#### [Task objective]
Scale the rows below by copying every line, requests included. Multiply each bounding-box coordinate in the answers by 1.3 and round to the nearest whole number, with halves going up.
## BEGIN Data for this task
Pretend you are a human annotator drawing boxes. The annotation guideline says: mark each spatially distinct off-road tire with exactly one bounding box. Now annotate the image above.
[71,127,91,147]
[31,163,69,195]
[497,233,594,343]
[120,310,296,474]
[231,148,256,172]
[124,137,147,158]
## END Data for this task
#### [Result of this task]
Pretend you are a human annotator drawing boxes. The annotation guideline says: mark each spatially distinct off-road tire with exactly one bounding box. Now annotate the image above.
[92,165,118,191]
[40,212,90,254]
[646,303,772,446]
[156,403,385,616]
[300,192,333,224]
[161,178,191,205]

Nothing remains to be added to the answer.